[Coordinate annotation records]

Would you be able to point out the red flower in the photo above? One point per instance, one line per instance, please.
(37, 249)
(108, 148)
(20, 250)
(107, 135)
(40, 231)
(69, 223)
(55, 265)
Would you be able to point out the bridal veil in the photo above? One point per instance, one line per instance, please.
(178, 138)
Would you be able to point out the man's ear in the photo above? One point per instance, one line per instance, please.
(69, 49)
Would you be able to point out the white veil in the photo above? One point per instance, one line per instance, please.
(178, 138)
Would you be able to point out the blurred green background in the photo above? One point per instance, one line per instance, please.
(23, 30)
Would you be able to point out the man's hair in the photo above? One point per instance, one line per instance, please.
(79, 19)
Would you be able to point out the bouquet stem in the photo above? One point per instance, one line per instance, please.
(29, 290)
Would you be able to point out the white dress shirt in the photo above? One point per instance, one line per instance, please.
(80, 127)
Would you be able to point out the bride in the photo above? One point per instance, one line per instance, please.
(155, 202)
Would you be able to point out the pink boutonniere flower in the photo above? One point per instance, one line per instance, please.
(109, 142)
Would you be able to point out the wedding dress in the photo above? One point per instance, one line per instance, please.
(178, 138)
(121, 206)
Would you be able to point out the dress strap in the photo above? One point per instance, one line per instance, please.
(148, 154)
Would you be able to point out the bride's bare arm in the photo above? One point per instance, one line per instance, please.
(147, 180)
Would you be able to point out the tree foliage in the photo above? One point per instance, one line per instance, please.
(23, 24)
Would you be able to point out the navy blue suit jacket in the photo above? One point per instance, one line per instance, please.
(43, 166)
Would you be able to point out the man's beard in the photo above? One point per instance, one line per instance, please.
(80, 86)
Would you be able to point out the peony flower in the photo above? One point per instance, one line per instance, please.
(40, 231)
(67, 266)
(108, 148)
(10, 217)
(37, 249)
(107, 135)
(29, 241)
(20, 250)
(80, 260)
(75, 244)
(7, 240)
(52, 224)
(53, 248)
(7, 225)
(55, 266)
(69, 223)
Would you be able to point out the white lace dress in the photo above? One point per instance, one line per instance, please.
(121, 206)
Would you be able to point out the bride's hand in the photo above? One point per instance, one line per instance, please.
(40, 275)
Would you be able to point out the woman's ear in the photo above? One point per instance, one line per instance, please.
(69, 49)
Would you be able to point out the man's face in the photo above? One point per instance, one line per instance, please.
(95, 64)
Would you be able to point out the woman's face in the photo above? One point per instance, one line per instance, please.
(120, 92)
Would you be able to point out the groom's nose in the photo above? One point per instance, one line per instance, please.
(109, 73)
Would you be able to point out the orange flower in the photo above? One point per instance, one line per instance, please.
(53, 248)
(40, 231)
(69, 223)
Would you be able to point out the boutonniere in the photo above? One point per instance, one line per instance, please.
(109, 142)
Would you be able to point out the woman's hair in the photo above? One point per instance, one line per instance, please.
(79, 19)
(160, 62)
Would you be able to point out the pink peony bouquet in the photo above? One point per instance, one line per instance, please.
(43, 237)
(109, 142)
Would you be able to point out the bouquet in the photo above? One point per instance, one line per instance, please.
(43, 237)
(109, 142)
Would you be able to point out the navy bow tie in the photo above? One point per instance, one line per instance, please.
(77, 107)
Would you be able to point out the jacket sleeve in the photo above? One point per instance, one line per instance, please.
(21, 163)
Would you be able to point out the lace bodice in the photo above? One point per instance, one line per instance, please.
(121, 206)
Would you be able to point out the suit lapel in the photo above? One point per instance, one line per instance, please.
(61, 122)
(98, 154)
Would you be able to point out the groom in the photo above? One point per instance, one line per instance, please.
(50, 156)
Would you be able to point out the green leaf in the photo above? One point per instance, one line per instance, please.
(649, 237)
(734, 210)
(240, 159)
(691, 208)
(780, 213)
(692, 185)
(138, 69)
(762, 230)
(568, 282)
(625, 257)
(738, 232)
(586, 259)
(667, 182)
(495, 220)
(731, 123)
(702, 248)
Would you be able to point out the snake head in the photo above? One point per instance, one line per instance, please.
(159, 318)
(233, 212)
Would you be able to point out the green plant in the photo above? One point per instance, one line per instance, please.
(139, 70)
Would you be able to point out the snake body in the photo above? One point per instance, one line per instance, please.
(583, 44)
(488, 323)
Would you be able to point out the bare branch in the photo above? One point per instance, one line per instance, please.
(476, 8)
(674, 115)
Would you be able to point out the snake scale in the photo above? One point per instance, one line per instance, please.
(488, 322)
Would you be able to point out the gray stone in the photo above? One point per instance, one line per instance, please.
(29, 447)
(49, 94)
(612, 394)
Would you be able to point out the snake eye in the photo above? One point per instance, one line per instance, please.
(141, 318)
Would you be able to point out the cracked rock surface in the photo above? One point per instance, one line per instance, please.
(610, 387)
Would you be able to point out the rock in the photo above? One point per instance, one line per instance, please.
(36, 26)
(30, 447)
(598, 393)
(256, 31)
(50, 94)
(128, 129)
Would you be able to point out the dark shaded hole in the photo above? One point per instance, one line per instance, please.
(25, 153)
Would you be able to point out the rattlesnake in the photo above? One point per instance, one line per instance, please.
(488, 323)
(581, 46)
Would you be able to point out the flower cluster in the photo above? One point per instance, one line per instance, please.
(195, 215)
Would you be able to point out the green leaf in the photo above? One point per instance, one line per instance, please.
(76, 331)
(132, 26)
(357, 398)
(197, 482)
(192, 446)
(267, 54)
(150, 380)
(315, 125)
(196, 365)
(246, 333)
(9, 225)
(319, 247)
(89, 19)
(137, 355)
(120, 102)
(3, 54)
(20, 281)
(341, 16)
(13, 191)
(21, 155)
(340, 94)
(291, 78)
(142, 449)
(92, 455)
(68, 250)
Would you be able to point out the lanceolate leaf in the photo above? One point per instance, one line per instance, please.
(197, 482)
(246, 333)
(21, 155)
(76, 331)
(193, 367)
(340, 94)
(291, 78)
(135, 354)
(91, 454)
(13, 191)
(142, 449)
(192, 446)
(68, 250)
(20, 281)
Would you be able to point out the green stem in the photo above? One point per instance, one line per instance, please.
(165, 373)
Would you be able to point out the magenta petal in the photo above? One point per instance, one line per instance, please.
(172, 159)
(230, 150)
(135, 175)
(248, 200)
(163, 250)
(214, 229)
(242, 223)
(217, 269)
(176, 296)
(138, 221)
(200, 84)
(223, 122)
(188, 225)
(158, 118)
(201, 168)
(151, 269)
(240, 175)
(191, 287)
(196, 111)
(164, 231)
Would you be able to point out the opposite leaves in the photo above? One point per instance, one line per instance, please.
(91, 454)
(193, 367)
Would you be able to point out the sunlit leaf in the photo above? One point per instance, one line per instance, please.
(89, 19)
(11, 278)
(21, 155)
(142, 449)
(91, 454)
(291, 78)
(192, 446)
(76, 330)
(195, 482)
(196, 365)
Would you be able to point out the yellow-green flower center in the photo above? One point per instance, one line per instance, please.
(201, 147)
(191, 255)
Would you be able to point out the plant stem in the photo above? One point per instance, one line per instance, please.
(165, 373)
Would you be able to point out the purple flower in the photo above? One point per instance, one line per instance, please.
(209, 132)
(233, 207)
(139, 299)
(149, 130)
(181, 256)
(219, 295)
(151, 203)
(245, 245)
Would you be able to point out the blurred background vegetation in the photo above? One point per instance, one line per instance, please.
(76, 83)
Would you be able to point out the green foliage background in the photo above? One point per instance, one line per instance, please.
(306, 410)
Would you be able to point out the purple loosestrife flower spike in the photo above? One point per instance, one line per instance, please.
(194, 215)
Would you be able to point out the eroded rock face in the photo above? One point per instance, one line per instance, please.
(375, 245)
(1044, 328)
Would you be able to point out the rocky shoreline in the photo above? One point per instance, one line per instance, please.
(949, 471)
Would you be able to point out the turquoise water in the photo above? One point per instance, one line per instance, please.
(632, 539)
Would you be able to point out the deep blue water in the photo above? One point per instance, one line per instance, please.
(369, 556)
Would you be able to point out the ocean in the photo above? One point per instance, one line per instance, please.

▶ Set task: Exactly and only the lines from the one containing "Would you be able to point out the rocky" through the end of the material are to be reproduced, both ends included.

▶ Answer to this task:
Would you be able to point out the rocky shoreline in the photo above? One point per instance, one line per instance, please.
(949, 471)
Would you be able to point out the turquoise water in the photo above? One point per instance, one line per instance, please.
(632, 539)
Would you be able to point out the deep blue water in the photo above? One point per instance, one line per instance, please.
(369, 556)
Would you be able to point out the ocean in the photo above? One point per instance, one line per instance, please.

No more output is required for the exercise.